The Air Force picked longtime defense IT contractor Leidos to develop and manage the guts of the service’s next-gen command, control, and communications network Defense One has learned. 

The $303 million contract covers “planning, analysis, and operations” for the digital infrastructure network of the Air Force’s Advanced Battle Management System—a key component of the service’s contribution to the Pentagon’s connect-everything effort, called Joint All-Domain Command and Control, or JADC2. The Air Force also recently announced plans to bring more industry partners in to ABMS experiments.

The Air Force’s program executive office for command, control, communications and battle management runs point on ABMS and has been expanding its use of cloud-based command and control tools as part of its overall digital infrastructure plans for operators to improve battlefield communication. 

But the contract, which runs for three years with an option for two more, puts Leidos as the lead for stitching technologies together for ABMS’ Digital Infrastructure Network.

Defense One spoke with Chad Haferbier, who leads Leidos’ multi-domain solutions division, to understand more about this largely classified initiative. He said the first order of business is sitting down with Air Force leadership to understand “what they want to field, and how we can help them do that, and how we want to organize,” then hiring more people to work on the solutions.  

What’s the significance of this contract for the Air Force’s Battle Network, the service’s contribution to JADC2, and ABMS effort, which falls under that?

DATA SUPPLIED:

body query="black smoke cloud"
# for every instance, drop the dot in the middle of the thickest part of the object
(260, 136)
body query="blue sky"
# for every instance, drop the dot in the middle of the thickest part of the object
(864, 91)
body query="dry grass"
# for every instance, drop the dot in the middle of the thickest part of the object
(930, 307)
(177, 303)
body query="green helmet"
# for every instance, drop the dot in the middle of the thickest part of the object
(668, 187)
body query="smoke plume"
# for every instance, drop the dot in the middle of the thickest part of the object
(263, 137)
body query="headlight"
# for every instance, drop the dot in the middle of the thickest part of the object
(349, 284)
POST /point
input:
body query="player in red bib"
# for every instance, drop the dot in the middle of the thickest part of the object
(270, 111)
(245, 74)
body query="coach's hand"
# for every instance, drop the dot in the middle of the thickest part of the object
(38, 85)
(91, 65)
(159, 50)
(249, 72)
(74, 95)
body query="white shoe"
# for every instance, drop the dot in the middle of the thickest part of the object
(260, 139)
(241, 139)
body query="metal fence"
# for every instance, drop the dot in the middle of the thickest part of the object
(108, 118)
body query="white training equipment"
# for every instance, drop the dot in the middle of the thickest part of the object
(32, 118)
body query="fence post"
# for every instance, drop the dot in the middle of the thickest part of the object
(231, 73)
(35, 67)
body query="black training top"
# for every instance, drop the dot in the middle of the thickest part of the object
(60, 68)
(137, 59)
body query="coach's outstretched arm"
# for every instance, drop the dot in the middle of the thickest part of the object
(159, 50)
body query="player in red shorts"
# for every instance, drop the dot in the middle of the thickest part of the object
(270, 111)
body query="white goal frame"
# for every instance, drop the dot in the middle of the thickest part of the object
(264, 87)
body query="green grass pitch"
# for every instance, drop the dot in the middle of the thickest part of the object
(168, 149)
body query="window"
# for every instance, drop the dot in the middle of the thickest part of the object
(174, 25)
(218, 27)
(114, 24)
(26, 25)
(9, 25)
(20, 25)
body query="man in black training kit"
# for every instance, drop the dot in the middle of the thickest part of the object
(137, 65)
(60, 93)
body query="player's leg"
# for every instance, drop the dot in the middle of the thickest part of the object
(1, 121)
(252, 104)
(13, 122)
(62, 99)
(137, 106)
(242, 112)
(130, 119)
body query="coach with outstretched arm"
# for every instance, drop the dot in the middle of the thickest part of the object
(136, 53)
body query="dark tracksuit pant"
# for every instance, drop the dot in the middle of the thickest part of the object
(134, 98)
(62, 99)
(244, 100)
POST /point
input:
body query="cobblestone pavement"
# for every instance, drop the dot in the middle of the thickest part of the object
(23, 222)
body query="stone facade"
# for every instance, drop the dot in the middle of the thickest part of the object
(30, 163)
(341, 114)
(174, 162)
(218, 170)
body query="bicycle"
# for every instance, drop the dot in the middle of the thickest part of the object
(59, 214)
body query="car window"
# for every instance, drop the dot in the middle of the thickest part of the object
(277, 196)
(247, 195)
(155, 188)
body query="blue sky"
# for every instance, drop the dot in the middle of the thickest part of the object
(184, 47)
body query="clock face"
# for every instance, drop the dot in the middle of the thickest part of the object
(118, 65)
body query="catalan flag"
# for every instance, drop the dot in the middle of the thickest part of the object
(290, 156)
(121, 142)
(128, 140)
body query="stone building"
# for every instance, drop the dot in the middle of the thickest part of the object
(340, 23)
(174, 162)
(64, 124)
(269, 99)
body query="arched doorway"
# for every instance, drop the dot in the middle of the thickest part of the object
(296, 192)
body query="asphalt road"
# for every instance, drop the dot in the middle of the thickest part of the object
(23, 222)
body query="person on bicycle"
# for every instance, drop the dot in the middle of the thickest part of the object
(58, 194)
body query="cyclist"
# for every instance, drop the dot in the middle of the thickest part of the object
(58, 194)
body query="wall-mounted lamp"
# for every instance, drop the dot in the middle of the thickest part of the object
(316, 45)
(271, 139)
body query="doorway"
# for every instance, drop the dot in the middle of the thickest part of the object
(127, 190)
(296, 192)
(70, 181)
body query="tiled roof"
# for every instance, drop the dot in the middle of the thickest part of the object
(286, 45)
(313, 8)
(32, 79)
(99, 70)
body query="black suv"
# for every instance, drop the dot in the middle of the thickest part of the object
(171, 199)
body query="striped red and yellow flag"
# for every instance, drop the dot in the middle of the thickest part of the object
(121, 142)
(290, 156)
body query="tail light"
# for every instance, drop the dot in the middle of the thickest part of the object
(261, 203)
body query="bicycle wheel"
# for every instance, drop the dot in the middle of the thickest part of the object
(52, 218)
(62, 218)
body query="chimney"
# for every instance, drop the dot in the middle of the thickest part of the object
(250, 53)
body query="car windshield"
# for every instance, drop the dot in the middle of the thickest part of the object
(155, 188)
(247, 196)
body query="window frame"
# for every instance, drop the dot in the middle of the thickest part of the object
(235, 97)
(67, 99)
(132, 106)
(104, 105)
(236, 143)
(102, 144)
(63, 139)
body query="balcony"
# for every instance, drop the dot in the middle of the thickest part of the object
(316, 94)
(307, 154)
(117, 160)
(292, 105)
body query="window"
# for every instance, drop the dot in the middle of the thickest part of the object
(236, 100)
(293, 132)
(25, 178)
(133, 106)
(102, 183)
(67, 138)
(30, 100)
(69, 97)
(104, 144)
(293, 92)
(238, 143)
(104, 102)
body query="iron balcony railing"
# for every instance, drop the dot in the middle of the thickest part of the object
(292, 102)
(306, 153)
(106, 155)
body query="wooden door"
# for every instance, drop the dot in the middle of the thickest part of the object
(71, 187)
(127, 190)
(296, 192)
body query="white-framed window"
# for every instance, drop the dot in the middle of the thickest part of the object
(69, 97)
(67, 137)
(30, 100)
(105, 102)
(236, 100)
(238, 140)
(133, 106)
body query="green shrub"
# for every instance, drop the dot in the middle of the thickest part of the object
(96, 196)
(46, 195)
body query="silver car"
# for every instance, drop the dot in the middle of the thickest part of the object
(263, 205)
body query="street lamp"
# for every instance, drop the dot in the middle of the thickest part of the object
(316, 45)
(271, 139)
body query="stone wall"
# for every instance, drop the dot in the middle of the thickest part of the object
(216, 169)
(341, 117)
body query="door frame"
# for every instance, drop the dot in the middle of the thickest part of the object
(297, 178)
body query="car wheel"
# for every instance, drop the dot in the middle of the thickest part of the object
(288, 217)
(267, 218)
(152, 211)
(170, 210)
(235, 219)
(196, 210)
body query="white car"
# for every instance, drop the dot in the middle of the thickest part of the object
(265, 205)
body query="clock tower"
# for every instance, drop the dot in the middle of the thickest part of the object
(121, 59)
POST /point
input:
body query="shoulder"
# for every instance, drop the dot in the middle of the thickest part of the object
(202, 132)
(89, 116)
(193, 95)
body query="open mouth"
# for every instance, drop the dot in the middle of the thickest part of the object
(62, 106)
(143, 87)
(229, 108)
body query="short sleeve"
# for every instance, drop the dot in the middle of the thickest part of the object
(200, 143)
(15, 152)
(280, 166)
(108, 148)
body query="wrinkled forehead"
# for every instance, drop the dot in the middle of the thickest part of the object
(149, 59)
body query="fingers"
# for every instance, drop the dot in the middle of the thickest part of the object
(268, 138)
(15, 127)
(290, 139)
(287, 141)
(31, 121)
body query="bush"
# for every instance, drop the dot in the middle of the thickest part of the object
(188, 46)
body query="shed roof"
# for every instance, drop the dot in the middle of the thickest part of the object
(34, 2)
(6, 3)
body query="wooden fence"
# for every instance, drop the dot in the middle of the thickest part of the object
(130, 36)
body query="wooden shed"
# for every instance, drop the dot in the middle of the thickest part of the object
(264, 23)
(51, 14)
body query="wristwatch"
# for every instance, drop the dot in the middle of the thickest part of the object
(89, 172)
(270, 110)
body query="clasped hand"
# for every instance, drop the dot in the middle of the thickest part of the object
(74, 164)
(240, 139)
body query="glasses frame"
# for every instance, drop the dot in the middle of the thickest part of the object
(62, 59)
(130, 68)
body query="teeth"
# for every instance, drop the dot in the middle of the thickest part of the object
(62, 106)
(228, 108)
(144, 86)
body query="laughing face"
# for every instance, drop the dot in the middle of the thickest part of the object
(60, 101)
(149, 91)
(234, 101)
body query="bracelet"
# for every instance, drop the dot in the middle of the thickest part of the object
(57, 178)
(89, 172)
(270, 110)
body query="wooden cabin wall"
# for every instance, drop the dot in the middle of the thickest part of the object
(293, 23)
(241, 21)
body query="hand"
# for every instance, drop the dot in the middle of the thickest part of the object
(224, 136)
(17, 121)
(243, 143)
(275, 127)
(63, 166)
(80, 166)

TASKS TO CARRY OUT:
1. Decide whether each statement agrees with the Leidos contract report: (a) the contract is worth $303 million; (b) the contract runs for five years with no option to extend; (c) Chad Haferbier leads Leidos' multi-domain solutions division. Answer yes or no for each and quote the words of the report that settle it.
2. According to the Leidos contract report, why has the Air Force's program executive office been expanding its use of cloud-based command and control tools? Answer in one to three sentences.
3. Carry on the Leidos contract report from the point where it stops.
The records are not needed here.

EXPECTED RESPONSES:
1.
(a) Yes: "The $303 million contract"
(b) No: "runs for three years with an option for two more"
(c) Yes: "who leads Leidos’ multi-domain solutions division"

2. The office is doing this as part of its overall digital infrastructure plans. The aim is to help operators improve battlefield communication.

3.
The digital infrastructure is the backbone for the modernization aspects of battle management command and control. How do you start to connect things and share data and process that data? How do you build a network and manage that network and keep that operational and secure [while moving] data from tactical edge to operational, strategic decision makers?

And if they’re fielding elements of that network, we’re going to be their partners to support them to make that vision a reality.

What does that look like?

This element is more focused on the infrastructure than it would be on the applications. [That means] supporting the Department of the Air Force in terms of where do we need to put this infrastructure to start to expose and share this data and keep it secure? And then move it to those, whether it be a tactical node or operational node or a tech or a strategic code—and that’s all, speculation, I would say—and move that data to inform decision makers… in order to make those decisions in a timely manner. 

The DAF is really set out—and I’m super proud of that team, because they have actually turned all of these ideas and lightning bolts on PowerPoint charts into programs of record. And they’ve secured a budget from the Congress to go make investments to realize that connected-network vision. And the digital infrastructure is just a fundamental core element of that.

How does this fold into the other work Leidos is doing in the JADC2 space, for the Air Force or elsewhere across the DOD?

We’re also making [independent research and development, or] IRAD investments in command and control applications, AI/[machine learning]-informed code generation. How do we start to bring in other domains in a meaningful way, and filter that data for the decision maker for what they need…so that we can be a preferred partner higher on the stack…as we start to bring all this data together.

Have you been able to successfully do anything like this on the scale already? Even if it’s in a lab where you’re gathering a bunch of information from disparate locations. 

Proof points on our ability to be the integrator from the digital infrastructure side: The DISA contracts that we have and the Navy contracts.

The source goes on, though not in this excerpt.